• **Provided records**:
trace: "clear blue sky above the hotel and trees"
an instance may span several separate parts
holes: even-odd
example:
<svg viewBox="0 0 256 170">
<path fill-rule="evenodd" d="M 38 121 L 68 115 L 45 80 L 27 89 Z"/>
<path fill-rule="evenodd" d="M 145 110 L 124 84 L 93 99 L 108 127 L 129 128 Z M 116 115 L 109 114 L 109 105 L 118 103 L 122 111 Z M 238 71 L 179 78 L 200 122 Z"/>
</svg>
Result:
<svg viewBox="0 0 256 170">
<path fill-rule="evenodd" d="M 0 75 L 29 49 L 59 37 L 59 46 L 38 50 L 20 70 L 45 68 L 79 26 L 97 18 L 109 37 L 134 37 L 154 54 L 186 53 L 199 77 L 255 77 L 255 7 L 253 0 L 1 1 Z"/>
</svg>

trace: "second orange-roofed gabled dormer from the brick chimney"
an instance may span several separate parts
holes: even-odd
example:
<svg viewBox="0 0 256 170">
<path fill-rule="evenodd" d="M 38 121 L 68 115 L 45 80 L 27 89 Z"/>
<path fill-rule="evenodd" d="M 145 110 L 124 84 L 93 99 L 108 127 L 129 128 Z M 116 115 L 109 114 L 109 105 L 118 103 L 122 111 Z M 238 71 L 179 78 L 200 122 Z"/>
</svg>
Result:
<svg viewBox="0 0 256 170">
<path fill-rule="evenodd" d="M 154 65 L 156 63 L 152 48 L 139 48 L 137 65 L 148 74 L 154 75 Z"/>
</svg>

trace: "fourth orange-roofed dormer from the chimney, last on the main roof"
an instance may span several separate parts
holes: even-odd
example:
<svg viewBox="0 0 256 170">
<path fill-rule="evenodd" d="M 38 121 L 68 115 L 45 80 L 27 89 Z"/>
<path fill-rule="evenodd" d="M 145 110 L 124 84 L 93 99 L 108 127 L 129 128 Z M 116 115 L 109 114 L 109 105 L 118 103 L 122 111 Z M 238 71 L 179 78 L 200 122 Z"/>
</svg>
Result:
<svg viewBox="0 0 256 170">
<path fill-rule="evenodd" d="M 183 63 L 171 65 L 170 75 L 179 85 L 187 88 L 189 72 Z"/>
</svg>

• **Assignment**:
Scan the entries and show every line in which the word "chimney" is found.

• **Reply to the exercise**:
trace: "second orange-roofed gabled dormer from the brick chimney"
trace: "fourth orange-roofed dormer from the chimney, last on the main roof"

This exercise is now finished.